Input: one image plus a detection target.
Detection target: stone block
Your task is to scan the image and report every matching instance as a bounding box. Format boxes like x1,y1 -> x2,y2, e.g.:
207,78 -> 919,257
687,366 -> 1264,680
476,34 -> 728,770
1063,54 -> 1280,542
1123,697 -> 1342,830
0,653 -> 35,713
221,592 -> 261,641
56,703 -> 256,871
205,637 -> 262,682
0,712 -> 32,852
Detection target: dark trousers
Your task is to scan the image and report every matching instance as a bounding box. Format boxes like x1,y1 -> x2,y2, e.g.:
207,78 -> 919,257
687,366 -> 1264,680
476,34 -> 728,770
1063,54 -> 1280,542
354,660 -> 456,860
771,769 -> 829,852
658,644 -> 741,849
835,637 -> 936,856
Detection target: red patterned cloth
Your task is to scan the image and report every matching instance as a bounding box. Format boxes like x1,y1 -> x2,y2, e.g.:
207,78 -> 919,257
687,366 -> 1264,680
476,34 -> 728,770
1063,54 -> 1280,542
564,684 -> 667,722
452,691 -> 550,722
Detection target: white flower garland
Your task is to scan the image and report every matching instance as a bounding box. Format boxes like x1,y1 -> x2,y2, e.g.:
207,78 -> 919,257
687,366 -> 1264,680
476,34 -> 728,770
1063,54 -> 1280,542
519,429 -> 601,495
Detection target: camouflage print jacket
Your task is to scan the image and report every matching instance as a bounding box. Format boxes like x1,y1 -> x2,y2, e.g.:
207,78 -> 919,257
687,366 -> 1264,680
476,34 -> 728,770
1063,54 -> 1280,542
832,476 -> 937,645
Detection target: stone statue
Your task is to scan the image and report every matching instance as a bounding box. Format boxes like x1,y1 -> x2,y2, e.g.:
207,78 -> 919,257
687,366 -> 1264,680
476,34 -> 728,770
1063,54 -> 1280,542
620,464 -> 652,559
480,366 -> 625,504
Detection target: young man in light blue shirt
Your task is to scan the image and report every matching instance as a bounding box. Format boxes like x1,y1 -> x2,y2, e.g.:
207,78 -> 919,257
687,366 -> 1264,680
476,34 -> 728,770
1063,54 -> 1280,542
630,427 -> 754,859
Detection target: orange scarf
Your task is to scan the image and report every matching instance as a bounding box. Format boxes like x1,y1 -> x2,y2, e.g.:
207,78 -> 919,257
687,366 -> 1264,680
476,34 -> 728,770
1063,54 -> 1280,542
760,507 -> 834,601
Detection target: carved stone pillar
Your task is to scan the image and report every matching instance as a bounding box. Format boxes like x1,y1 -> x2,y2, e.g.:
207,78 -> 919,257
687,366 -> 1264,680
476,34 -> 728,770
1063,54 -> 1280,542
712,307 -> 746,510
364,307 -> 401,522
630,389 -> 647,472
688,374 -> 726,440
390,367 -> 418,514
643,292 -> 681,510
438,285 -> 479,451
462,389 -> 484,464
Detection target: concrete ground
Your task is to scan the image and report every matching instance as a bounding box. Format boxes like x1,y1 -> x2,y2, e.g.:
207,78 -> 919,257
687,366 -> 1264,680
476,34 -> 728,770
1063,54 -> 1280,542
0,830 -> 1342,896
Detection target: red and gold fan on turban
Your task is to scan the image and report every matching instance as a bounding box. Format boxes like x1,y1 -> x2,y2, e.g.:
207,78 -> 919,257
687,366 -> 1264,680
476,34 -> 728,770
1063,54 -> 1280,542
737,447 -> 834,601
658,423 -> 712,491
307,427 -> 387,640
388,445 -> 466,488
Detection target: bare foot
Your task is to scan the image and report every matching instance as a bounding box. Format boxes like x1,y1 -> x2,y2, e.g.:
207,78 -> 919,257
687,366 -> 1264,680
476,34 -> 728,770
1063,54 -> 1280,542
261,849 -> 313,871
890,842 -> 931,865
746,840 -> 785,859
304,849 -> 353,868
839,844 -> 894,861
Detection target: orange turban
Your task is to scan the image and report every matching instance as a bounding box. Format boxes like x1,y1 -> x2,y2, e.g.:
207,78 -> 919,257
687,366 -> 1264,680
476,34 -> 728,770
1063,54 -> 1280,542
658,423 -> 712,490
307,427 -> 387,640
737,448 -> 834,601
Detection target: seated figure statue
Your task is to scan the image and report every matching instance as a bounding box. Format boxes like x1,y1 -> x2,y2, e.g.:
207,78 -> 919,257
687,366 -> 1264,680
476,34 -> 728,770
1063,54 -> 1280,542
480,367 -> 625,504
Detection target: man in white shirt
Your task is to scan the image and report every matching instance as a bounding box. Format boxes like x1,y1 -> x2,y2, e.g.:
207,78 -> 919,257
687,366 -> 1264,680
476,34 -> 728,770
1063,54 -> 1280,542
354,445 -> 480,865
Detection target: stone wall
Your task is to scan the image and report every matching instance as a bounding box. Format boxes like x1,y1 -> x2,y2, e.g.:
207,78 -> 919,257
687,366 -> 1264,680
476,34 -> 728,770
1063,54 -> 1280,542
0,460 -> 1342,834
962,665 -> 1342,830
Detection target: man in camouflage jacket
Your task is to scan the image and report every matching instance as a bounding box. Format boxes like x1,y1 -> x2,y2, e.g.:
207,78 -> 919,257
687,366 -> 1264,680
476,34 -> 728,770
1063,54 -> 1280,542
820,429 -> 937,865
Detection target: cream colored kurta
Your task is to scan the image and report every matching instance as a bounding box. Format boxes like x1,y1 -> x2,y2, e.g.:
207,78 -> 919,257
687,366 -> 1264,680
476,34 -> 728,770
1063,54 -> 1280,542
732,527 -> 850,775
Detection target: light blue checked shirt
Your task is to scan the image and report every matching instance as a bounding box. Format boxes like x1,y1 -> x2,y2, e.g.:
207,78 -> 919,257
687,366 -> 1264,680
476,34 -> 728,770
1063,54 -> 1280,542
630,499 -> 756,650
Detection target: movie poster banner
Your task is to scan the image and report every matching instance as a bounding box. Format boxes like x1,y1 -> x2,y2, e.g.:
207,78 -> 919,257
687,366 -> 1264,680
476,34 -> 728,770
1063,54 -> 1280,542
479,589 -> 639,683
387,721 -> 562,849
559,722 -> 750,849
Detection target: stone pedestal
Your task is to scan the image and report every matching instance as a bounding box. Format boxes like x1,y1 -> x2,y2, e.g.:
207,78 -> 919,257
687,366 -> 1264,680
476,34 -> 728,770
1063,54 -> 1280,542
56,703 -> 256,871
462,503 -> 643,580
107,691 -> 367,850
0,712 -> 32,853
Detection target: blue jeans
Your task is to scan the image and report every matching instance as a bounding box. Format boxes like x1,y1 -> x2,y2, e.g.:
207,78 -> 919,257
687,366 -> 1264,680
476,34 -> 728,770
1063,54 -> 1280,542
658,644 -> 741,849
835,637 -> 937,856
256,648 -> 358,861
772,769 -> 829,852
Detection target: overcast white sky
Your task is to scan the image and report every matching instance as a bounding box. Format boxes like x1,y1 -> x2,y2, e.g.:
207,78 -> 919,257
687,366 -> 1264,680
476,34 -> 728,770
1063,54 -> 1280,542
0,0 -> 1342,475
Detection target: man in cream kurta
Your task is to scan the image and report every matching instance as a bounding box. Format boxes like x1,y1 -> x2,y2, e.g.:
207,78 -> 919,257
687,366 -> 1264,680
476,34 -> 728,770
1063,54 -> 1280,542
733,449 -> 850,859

Aim of the task => Write out the data word for word, everything from its first line down to and including the line that contains "835,637 -> 936,856".

Response below =>
Input: one image plus a detection target.
Detection target: stone block
Your task is to scan the image and report every matching instance as a bounding box. Format boxes like x1,y1 -> x2,y2, e.g.:
207,78 -> 919,257
687,366 -> 1264,680
476,34 -> 728,770
1063,54 -> 1280,542
1123,697 -> 1342,830
0,653 -> 35,713
221,592 -> 261,641
56,703 -> 256,871
205,637 -> 262,682
0,712 -> 32,852
Detection target: dark trousers
Your task is to scan the image and report every matching instance as a bounding box. Format boxes like x1,y1 -> x2,y2, e.g.:
207,78 -> 919,257
687,366 -> 1264,680
476,34 -> 728,770
1063,54 -> 1280,542
354,660 -> 456,860
771,769 -> 829,852
658,644 -> 741,849
835,637 -> 936,856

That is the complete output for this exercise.